## [PROBLEMS AND TASKS]
(1) Decide whether each statement agrees with the passage on primary health care: (a) hypertension is called the world's leading killer; (b) one-half of deaths in the US are preventable; (c) coordination is the second core function. For each, answer yes or no and quote the deciding words.
(2) Reproduce word for word the part of the passage on primary health care from "The first is" up to and including "and social needs?".

=== PASSAGE PROVIDED ===

We have four major global challenges in health care. And I think the unsung hero of the health-care system – primary health care – can help us solve them all.
The first challenge is the rise of chronic noncommunicable diseases such as hypertension, which is the world’s leading killer.
The second challenge is fragmentation of care. Complex systems are unable to integrate care for patients with multiple conditions. We see this when trying to get test results to patients, or during the risky period when patients are discharged from hospital to home.
The third challenge we face is the persistence of preventable infectious and chronic diseases. One-third of deaths in the US are preventable, as are up to 80-90% of deaths in low-income countries. That means that most of the 17,000 children under the age of five who die every day could have been saved.
That brings us to the fourth challenge: low-quality care. Imagine a woman in Nigeria seeking care for her pneumonia-stricken child. If she can find a clinic, there is a 50% chance that someone will be there when she arrives. If there is, that person correctly diagnoses pneumonia, a leading cause of death, 50% of the time. Even with the right diagnosis, the right treatment is available and will be administered 50% of the time. In other words, the rate of successful treatment rate is about 12%.
Seen against in this background, improving primary health care is essential. Primary care is not just about building clinics or implementing disease-specific programs. It is really about five core functions (the 5 Cs)..
The first is contact access. Where do I go for the majority of my health needs and when I need something more acutely?
The second is continuity. Does someone know me over time? Do they know my allergies so that they don’t give me the wrong antibiotic?
The third is coordination. Can someone help navigate across my lifespan and address my multiple health and social needs?
The fourth is comprehensiveness. Can I get a range of services, from acute pneumonia care to having my blood pressure controlled, and much more? And, more important, can someone know me as a whole person and not just as a pathology?
And that relates to the fifth core function: person-centeredness. Are we able to create trusting relationships over time that help people attain their health goals?
We can address today’s four major global health challenges by building effective primary health-care systems. That means building clinics and supply chains while not losing sight of the real goal: creating a reliable source of accessible, competent, and trusted care to promote and maintain health over a lifetime.
Asaf Bitton is Director of Primary Health Care at Ariadne Labs, a joint center of Brigham and Women’s Hospital and the Harvard T.H. Chan School of Public Health.

=== GIVEN MATERIAL ===

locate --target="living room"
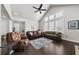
[0,4,79,55]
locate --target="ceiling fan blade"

===

## [RESULTS BY TASK]
(1)
(a) Yes: "hypertension, which is the world’s leading killer."
(b) No: "One-third of deaths in the US are preventable"
(c) No: "The second is continuity."

(2)
The first is contact access. Where do I go for the majority of my health needs and when I need something more acutely?
The second is continuity. Does someone know me over time? Do they know my allergies so that they don’t give me the wrong antibiotic?
The third is coordination. Can someone help navigate across my lifespan and address my multiple health and social needs?